START RECORDED INFORMATION

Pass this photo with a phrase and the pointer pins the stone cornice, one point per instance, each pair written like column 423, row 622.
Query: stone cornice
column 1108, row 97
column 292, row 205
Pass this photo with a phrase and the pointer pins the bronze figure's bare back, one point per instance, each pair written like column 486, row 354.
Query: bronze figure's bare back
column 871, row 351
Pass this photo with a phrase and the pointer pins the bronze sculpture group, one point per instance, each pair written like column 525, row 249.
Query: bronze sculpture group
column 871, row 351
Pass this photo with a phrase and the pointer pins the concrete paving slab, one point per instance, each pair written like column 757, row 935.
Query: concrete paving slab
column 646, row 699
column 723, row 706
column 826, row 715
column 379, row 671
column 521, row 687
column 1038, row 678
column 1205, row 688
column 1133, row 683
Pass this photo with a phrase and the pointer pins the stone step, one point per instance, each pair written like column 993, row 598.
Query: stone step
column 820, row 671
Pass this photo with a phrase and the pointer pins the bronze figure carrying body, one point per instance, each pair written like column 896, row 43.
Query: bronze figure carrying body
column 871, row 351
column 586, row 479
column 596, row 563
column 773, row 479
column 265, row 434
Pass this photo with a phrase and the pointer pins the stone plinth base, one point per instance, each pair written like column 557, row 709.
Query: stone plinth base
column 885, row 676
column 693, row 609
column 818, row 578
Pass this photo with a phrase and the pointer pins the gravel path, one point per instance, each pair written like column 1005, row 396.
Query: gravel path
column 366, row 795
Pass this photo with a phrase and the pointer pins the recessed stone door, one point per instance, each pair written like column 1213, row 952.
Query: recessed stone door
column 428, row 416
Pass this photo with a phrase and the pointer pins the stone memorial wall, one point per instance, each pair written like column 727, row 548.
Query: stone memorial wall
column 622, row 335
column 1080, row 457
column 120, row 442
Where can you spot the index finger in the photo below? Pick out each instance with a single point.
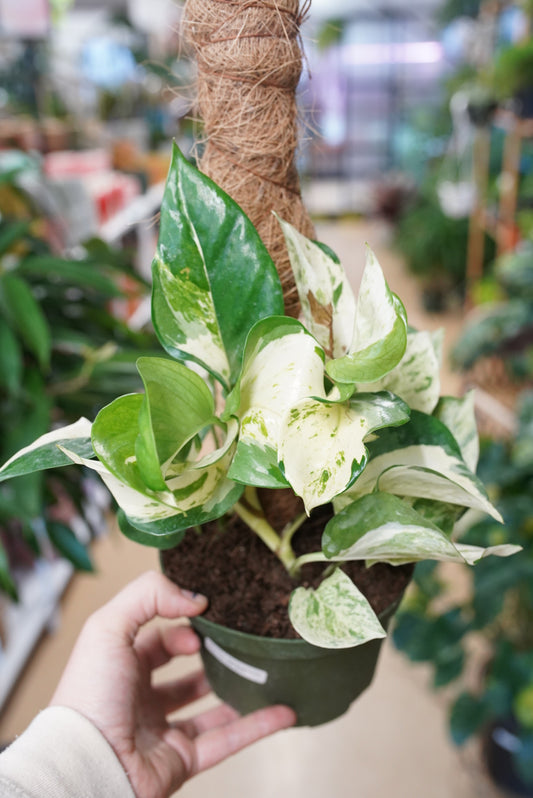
(218, 744)
(148, 596)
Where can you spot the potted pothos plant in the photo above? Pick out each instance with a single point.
(341, 409)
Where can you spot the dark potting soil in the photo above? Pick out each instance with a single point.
(247, 586)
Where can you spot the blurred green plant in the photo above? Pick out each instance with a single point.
(62, 353)
(505, 327)
(434, 245)
(498, 608)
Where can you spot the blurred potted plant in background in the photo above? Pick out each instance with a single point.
(511, 76)
(340, 413)
(62, 353)
(503, 328)
(498, 611)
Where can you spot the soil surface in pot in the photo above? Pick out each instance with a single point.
(249, 589)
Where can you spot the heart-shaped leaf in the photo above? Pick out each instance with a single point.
(421, 459)
(458, 414)
(176, 407)
(335, 615)
(326, 297)
(213, 278)
(380, 333)
(416, 378)
(45, 453)
(282, 364)
(322, 443)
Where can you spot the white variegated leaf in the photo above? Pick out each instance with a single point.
(380, 527)
(426, 472)
(322, 443)
(473, 554)
(148, 506)
(459, 416)
(197, 333)
(326, 297)
(380, 332)
(335, 615)
(416, 378)
(45, 452)
(278, 371)
(191, 489)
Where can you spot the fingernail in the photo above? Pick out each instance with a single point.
(193, 596)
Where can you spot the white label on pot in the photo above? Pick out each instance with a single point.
(249, 672)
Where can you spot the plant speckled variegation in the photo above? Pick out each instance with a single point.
(342, 406)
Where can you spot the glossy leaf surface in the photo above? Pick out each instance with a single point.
(335, 615)
(380, 333)
(322, 443)
(282, 364)
(45, 453)
(213, 276)
(326, 297)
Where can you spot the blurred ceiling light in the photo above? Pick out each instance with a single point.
(393, 53)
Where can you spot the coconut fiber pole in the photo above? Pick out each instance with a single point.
(249, 63)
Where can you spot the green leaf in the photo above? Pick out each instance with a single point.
(11, 359)
(335, 615)
(421, 459)
(24, 315)
(192, 490)
(213, 276)
(45, 452)
(282, 363)
(381, 527)
(322, 443)
(74, 272)
(380, 334)
(416, 378)
(68, 545)
(326, 297)
(176, 407)
(459, 416)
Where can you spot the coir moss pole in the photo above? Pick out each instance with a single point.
(249, 63)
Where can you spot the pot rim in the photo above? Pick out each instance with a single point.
(284, 646)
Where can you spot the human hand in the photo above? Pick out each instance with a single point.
(108, 680)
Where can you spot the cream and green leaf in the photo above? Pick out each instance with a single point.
(416, 378)
(213, 276)
(422, 460)
(380, 527)
(380, 331)
(341, 407)
(322, 445)
(326, 296)
(282, 364)
(335, 615)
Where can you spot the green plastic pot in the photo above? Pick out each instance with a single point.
(250, 672)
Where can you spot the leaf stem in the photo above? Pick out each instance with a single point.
(286, 554)
(258, 524)
(250, 510)
(315, 556)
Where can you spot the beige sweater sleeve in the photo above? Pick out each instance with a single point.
(62, 755)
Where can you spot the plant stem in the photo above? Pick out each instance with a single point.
(286, 553)
(258, 524)
(250, 510)
(315, 556)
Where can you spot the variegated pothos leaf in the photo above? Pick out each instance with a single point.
(335, 615)
(326, 297)
(380, 332)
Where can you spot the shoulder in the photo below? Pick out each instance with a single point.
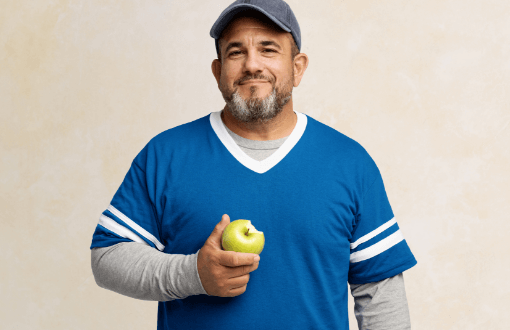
(335, 143)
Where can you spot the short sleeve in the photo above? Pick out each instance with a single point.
(378, 247)
(131, 215)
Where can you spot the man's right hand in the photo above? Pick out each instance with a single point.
(224, 273)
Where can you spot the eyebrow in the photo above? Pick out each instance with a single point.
(263, 43)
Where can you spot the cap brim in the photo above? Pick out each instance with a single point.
(225, 18)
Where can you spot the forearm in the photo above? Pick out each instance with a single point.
(142, 272)
(382, 305)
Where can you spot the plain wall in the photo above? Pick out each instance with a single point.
(422, 85)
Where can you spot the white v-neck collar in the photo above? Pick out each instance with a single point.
(248, 162)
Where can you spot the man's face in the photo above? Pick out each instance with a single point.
(256, 77)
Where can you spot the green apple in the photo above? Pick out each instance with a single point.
(241, 236)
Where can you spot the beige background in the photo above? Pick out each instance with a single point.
(422, 85)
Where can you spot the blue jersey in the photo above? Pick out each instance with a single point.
(319, 199)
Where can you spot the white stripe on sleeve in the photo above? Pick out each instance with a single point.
(120, 230)
(373, 233)
(136, 227)
(377, 248)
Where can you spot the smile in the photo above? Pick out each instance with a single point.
(254, 81)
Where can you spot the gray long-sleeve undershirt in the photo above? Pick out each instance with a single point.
(139, 271)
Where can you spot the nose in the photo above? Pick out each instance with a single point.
(253, 63)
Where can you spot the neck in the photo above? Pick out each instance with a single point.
(274, 129)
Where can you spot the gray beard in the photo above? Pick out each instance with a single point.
(255, 110)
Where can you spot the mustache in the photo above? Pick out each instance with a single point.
(252, 77)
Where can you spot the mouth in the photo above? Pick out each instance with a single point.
(254, 81)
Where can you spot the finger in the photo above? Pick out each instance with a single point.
(242, 270)
(215, 237)
(237, 291)
(239, 281)
(236, 259)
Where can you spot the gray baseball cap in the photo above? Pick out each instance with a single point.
(277, 11)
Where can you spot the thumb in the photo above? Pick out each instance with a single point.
(215, 237)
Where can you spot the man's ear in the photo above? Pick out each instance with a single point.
(299, 66)
(216, 69)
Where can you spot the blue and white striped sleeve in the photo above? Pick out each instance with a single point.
(131, 215)
(378, 247)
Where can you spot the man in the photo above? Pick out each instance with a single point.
(316, 194)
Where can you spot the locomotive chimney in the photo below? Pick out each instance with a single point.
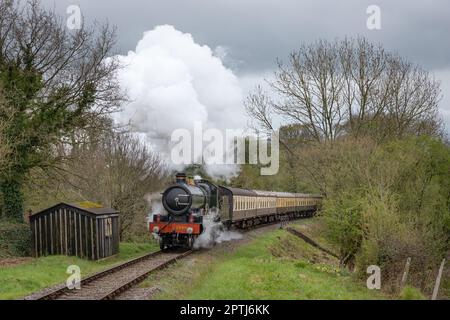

END RECORDED INFORMATION

AIM OF THE TASK ::
Extract all the lines above word for word, omitting the pictures.

FINISHED ANSWER ::
Pass this photo with a phrase and the pointer pins the stone cornice, one point per instance, each pair written like column 423, row 622.
Query: stone cornice
column 1108, row 97
column 292, row 205
Pass this photo with a phrase and the pointer pins the bronze figure's bare back, one point per instance, each pair written like column 486, row 354.
Query: bronze figure's bare back
column 871, row 351
Pass this photo with a phrase and the pointer pins the bronze sculpture group, one point per instance, each pair written like column 525, row 249.
Query: bronze sculpture group
column 871, row 351
Pass this photo with a phrase and the pointer pins the concrete paving slab, one point per instance, each pair written like column 757, row 935.
Query: concrete paving slab
column 646, row 699
column 723, row 706
column 826, row 715
column 379, row 671
column 521, row 687
column 1038, row 678
column 1205, row 688
column 1133, row 683
Pass this photo with a phrase and the pointer pins the stone step, one point per instance, each pair written like column 993, row 598.
Query: stone step
column 820, row 671
Pass this photo with a phrase and the pointer pins the bronze figure carrying body, one point per instance, each pair written like column 896, row 43.
Query: bronze figure carrying body
column 871, row 351
column 586, row 479
column 596, row 563
column 773, row 479
column 265, row 434
Pass this photo with a phrase and the pointer pins the stone plinth base, one point per instance, each pair written like column 557, row 709.
Query: stone plinth base
column 885, row 676
column 693, row 609
column 818, row 578
Pass this photo with a phrase and the pointer pins the gravel path, one point per instance, each pair written like column 1005, row 396.
Query: gravel path
column 366, row 795
Pass this photo with a phrase and the pointer pins the recessed stone door, one point per instance, each pair written like column 1213, row 952.
Query: recessed stone door
column 428, row 416
Pass this photo with a phrase and the pointer pins the stone memorial wall, one point per instance, each pair written like column 727, row 548.
Query: stone memorial wall
column 622, row 335
column 1080, row 457
column 120, row 442
Where can you spot the index finger in the photo below? Pick out each instance with a single point.
(218, 744)
(148, 596)
Where can you spot the potted pothos plant in the photo above? Pick out each instance with a single point.
(341, 409)
Where can you spot the dark potting soil in the photo above? Pick out each instance with a single point.
(247, 586)
Where can you spot the blurred green plant in the photo above? Pick out each instance with a single point.
(62, 353)
(505, 327)
(434, 245)
(498, 608)
Where can you spot the blurred potted plant in background in the photo above? Pick out each instance with a single point.
(511, 76)
(340, 413)
(62, 353)
(503, 328)
(498, 611)
Where can you spot the soil surface in pot in the photo above? Pick out each instance with a single point.
(249, 589)
Where can you spot the heart-shaped leaf in the photo above? Pick out each instance with a single point.
(421, 459)
(458, 414)
(176, 407)
(335, 615)
(326, 297)
(213, 278)
(380, 333)
(416, 378)
(45, 453)
(282, 364)
(322, 443)
Where can you spot the white variegated leaf in the photo above? Pick out each instance with a single point.
(380, 527)
(426, 472)
(322, 443)
(473, 554)
(148, 506)
(459, 416)
(197, 333)
(326, 297)
(380, 332)
(335, 615)
(416, 378)
(45, 452)
(278, 371)
(191, 489)
Where can you spot the fingernail in the photo above? Pick out each instance with a single point.
(193, 596)
Where can you spot the white label on pot in the photo above? Pick out each instance with a single point.
(249, 672)
Where can you spot the plant speckled variegation in the photo above? Pick out each instance with a single point.
(342, 406)
Where can you spot the glossy leaf surface in the photo above? Pick out each instance with a single point.
(335, 615)
(380, 333)
(322, 443)
(282, 364)
(45, 453)
(213, 276)
(326, 297)
Where can you spot the blurred ceiling light in the photo above? Pick out each instance with a single point.
(393, 53)
Where can you spot the coconut fiber pole in the photo above? Pick out each instance with a single point.
(249, 63)
Where can you spot the green leaf in the photo above? Pick out each instance with a single point.
(11, 359)
(335, 615)
(421, 459)
(24, 315)
(192, 490)
(213, 276)
(45, 452)
(282, 363)
(381, 527)
(322, 443)
(74, 272)
(380, 334)
(416, 378)
(68, 545)
(326, 297)
(176, 407)
(459, 416)
Where can you spot the coir moss pole in the photo above? Pick out each instance with a single point.
(249, 63)
Where can you spot the pot rim in the photo above? Pick out each instance with a single point.
(284, 646)
Where can you spot the human hand in the photo above? Pick out each instance with a single point.
(108, 680)
Where can you spot the cream and green leaf in the photo above? Pick out each instance with a single point.
(416, 378)
(213, 276)
(422, 460)
(380, 527)
(380, 331)
(341, 407)
(322, 445)
(326, 296)
(282, 364)
(335, 615)
Where can you spot the green plastic pot in the photo above? Pick out each instance with a single point.
(250, 672)
Where can you spot the leaf stem in the photo above? Pick out each instance with a single point.
(286, 554)
(258, 524)
(250, 510)
(315, 556)
Where can you spot the beige sweater sleeve in the photo above? Pick out each instance with a single point.
(62, 755)
Where can you spot the plant stem in the photo above? Pick out each instance with a single point.
(286, 553)
(258, 524)
(250, 510)
(315, 556)
Where can you spot the variegated pothos leaf in the photo above? Pick out each instance with a single point.
(335, 615)
(326, 297)
(380, 332)
Where can you spot the shoulder in the photo below? Pick out each instance with a single point.
(335, 143)
Where can you spot the short sleeve in the photo above? Pick out each instance with a single point.
(378, 247)
(131, 215)
Where can you spot the man's right hand in the photo above? Pick out each instance with a single point.
(224, 273)
Where can you spot the eyebrow in the photo above? Pick out each instance with a single point.
(263, 43)
Where can you spot the cap brim in the photo above? Pick out each instance with a single point.
(225, 18)
Where can you spot the forearm in the photo above? Pick out each instance with a single point.
(142, 272)
(382, 305)
Where can you spot the plain wall in the photo above? Pick out each instance with a single point.
(422, 85)
Where can you spot the white v-neck collar in the photo above? Pick out each instance with a single point.
(248, 162)
Where can you spot the man's face in the photo above? Pick out each instance with a single point.
(256, 77)
Where can you spot the green apple in the photo above? Pick out each instance with a single point.
(241, 236)
Where can you spot the beige background in the photo above? Pick out each instance with a single point.
(422, 85)
Where can you spot the blue jersey in the photo above? Pick out each instance with a single point.
(319, 199)
Where can you spot the white stripe on sleeve in the photo above? Pick out each instance with a single point.
(120, 230)
(373, 233)
(136, 227)
(377, 248)
Where can you spot the smile in the photo above? Pick out each instance with a single point.
(254, 81)
Where can you spot the gray long-sleeve undershirt in the photo above? Pick out each instance with a single point.
(139, 271)
Where can you spot the nose in the photo above? Pick out each instance with a single point.
(253, 63)
Where can you spot the neck in the photo above? Pick out each instance with a single point.
(274, 129)
Where can you spot the gray beard in the photo above? Pick out each instance with a single point.
(255, 110)
Where can you spot the mustache in the photo above? Pick out each instance with a single point.
(252, 77)
Where can you spot the mouth in the photo above? Pick out each instance with a single point.
(254, 81)
Where can you spot the finger in the photo above? Pick out each instance with a single point.
(242, 270)
(215, 237)
(237, 291)
(239, 281)
(236, 259)
Where can you spot the gray baseball cap in the photo above? Pick out each instance with a single point.
(277, 11)
Where can you spot the thumb in the photo above? Pick out each instance with a single point.
(215, 237)
Where can you spot the man's ear in the photo above? Pick out each instance with a single point.
(299, 66)
(216, 69)
Where can you spot the blue and white striped sleeve in the photo above? Pick out each instance with a single point.
(131, 215)
(378, 247)
Where can you spot the man in the photo above? Pick out each instance with a single point.
(316, 194)
Where can you spot the locomotive chimney in the photo below? Pick out each instance with a single point.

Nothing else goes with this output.